All lines from the one containing "Confirm every instance of the metal" down to the one containing "Confirm every instance of the black", both ends included, are to be given again exactly; omit the rest of the listing below.

### Supplied information

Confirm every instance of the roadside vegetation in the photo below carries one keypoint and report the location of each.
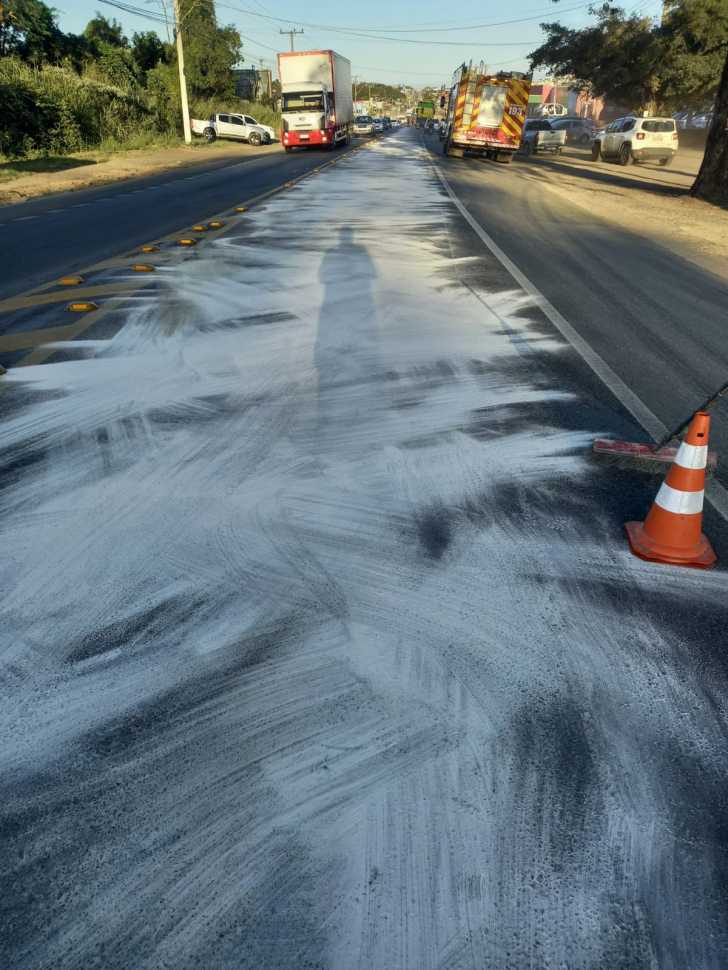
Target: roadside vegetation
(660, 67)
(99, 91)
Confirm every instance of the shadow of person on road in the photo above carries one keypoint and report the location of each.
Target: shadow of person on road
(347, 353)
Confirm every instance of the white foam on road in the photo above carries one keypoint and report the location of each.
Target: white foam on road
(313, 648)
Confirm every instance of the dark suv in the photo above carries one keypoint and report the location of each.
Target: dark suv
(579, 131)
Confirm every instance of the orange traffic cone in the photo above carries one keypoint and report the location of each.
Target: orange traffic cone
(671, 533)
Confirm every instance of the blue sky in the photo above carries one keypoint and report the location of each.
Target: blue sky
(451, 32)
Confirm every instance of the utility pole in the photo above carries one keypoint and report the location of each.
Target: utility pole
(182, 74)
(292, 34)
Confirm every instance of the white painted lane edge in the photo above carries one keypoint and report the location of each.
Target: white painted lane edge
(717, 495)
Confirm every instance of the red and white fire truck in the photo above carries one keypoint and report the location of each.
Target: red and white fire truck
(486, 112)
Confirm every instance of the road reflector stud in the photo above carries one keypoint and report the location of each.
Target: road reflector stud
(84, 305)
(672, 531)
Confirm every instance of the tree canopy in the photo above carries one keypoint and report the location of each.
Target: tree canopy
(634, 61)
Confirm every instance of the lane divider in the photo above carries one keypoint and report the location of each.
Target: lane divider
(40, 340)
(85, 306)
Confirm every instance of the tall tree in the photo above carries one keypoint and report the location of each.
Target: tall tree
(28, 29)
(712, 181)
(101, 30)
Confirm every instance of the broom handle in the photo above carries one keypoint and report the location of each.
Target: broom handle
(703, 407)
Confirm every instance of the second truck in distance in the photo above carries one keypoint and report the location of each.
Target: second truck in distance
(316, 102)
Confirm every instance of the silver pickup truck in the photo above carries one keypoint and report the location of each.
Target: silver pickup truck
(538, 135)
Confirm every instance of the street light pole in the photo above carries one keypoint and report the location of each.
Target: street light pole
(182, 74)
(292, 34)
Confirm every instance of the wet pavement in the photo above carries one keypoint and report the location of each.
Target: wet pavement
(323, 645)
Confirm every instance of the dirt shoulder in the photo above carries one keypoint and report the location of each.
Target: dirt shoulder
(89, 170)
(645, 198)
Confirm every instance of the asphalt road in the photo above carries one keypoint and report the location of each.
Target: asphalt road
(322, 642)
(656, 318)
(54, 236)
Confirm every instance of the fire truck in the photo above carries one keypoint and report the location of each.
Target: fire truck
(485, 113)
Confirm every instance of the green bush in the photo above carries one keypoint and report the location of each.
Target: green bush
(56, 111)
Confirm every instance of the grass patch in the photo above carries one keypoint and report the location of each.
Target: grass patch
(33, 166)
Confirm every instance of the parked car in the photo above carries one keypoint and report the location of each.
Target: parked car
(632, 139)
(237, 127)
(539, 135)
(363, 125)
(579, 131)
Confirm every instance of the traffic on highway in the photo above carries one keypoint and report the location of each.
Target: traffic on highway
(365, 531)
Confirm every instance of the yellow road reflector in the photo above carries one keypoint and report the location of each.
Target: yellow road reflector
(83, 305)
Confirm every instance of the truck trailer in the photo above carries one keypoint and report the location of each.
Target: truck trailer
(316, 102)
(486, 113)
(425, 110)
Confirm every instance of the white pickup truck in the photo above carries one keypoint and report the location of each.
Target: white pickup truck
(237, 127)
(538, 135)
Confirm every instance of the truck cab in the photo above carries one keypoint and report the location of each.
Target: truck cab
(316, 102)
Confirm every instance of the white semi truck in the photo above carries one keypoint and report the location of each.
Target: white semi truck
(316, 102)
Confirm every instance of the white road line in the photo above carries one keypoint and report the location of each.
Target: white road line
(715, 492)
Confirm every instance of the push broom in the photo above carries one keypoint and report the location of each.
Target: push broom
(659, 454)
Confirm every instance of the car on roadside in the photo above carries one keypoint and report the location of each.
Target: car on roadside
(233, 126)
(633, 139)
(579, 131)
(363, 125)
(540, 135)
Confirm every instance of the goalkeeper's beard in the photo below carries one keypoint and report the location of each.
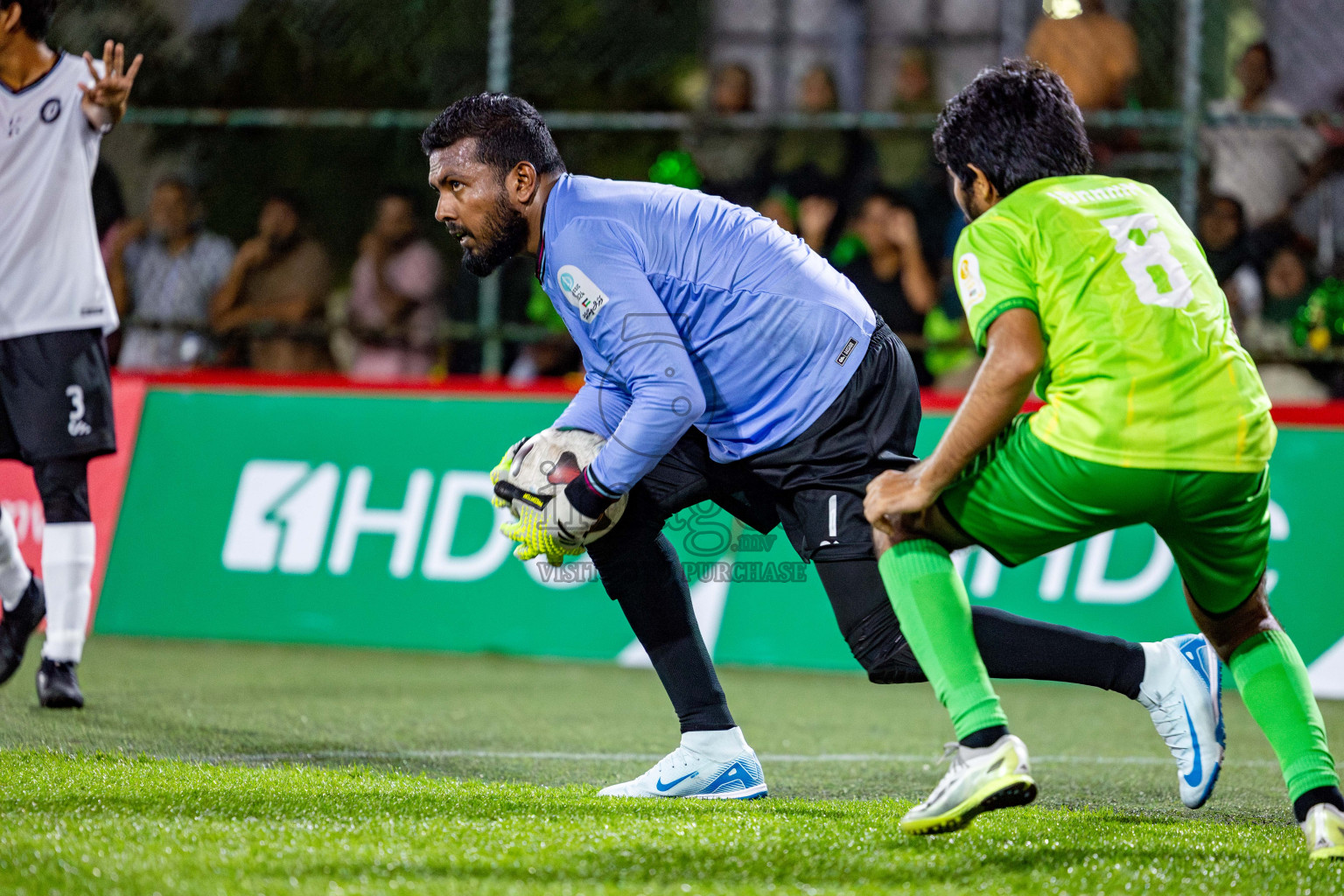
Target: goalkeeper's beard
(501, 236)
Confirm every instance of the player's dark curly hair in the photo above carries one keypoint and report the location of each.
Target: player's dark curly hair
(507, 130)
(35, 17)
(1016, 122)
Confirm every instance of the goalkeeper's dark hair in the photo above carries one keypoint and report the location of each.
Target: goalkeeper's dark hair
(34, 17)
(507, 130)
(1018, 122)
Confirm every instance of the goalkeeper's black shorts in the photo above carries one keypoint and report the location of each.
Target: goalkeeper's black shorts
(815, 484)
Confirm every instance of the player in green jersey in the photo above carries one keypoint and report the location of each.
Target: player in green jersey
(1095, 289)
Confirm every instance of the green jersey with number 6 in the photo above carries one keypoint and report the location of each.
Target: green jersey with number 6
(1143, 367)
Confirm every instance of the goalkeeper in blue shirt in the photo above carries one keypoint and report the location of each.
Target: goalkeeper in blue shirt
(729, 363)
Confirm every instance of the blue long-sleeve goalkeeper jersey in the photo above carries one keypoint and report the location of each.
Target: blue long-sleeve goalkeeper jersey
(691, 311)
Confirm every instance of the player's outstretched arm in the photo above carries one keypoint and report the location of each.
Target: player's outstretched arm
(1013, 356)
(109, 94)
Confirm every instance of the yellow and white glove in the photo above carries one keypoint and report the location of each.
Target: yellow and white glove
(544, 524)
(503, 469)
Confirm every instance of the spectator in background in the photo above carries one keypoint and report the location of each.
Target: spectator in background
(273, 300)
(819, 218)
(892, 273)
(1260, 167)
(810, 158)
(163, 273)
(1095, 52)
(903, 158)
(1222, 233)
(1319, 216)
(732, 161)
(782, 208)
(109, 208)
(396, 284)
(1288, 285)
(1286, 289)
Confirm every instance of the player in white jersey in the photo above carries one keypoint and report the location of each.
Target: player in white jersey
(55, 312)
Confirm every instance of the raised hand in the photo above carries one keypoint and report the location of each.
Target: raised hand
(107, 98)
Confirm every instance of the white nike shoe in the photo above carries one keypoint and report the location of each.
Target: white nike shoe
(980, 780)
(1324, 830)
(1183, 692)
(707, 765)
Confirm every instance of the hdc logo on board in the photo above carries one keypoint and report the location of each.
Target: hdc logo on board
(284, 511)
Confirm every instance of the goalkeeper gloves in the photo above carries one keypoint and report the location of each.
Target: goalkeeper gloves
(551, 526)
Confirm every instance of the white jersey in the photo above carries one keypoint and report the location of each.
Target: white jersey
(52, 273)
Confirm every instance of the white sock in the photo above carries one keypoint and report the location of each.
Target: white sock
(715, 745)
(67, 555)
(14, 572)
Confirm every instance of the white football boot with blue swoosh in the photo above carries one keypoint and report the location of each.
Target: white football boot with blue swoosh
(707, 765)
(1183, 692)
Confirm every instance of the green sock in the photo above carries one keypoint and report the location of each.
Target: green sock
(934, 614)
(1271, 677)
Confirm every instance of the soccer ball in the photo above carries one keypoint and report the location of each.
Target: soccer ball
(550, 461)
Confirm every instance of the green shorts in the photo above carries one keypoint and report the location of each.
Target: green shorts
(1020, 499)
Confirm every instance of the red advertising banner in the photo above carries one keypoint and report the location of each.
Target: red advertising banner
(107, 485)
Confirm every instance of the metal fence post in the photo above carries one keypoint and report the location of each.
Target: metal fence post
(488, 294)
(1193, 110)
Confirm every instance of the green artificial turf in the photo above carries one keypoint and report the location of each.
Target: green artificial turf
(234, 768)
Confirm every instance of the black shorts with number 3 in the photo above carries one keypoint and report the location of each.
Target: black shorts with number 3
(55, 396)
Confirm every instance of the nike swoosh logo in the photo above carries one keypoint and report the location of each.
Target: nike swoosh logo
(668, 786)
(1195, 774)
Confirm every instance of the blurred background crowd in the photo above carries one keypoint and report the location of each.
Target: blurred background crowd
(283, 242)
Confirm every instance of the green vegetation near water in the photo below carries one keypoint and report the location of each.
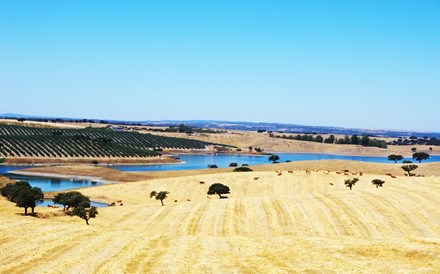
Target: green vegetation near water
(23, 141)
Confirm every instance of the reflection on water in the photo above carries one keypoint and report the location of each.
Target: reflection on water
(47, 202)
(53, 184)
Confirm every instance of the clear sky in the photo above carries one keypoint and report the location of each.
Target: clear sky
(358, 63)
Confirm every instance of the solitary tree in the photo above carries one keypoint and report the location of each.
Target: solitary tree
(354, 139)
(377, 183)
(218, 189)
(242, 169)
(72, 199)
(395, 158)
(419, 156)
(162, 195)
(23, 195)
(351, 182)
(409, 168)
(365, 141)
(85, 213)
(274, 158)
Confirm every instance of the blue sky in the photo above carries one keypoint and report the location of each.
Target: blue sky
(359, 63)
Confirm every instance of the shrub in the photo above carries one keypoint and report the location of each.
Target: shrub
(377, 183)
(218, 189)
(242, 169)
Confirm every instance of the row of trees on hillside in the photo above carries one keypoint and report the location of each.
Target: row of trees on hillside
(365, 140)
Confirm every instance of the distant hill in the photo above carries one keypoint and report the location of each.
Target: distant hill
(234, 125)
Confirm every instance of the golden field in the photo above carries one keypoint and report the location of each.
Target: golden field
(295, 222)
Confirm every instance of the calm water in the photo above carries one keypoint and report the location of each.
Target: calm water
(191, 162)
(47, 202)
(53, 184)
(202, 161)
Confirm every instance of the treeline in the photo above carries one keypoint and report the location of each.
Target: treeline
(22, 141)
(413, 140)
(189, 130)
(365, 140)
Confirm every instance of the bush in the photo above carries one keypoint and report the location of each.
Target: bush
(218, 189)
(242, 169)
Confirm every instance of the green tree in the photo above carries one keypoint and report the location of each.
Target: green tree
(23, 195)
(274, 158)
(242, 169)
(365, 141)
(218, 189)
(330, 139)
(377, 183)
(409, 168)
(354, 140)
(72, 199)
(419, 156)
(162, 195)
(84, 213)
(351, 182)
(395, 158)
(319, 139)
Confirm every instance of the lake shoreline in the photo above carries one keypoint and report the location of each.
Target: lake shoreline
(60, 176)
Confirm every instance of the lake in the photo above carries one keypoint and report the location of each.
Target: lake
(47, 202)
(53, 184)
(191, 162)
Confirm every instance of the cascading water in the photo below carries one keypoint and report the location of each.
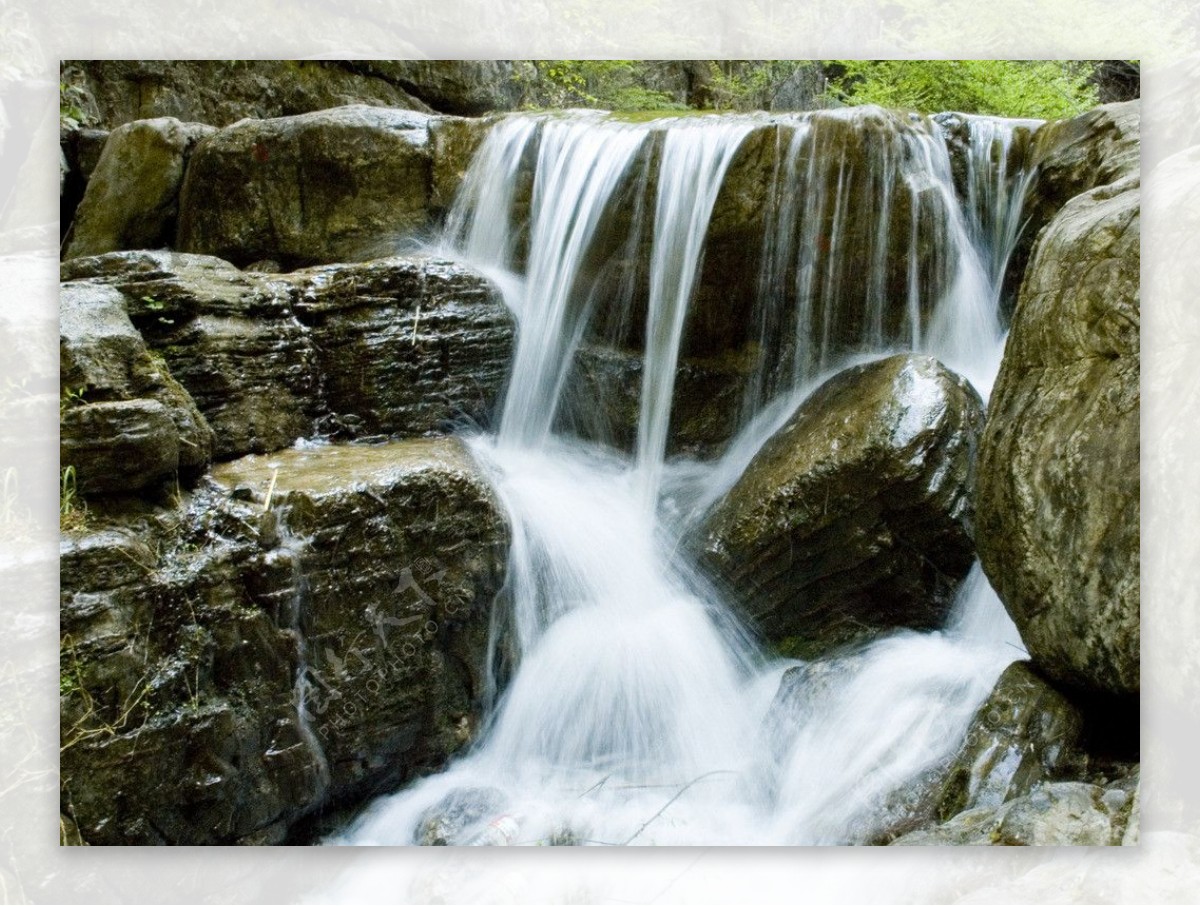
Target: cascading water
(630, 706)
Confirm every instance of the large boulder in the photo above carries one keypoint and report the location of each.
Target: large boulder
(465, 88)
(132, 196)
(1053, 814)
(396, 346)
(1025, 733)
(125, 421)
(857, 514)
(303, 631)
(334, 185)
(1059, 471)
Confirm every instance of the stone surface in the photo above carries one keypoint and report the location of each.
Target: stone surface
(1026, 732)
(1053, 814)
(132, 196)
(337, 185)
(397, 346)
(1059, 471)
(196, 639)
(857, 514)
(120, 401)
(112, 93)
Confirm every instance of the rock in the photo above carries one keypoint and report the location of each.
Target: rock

######

**Response:**
Confirm every instance of the metal fence post in the photo above carries one keypoint and report the location of each.
Target: metal fence post
(488, 294)
(1193, 110)
Confirm every instance of the green artificial turf in the photo above carries one keypoint and report the location of each.
Target: green artificial turf
(234, 768)
Confirm every instance of the black shorts with number 3 in the photo above carries one keypoint and report the location of each.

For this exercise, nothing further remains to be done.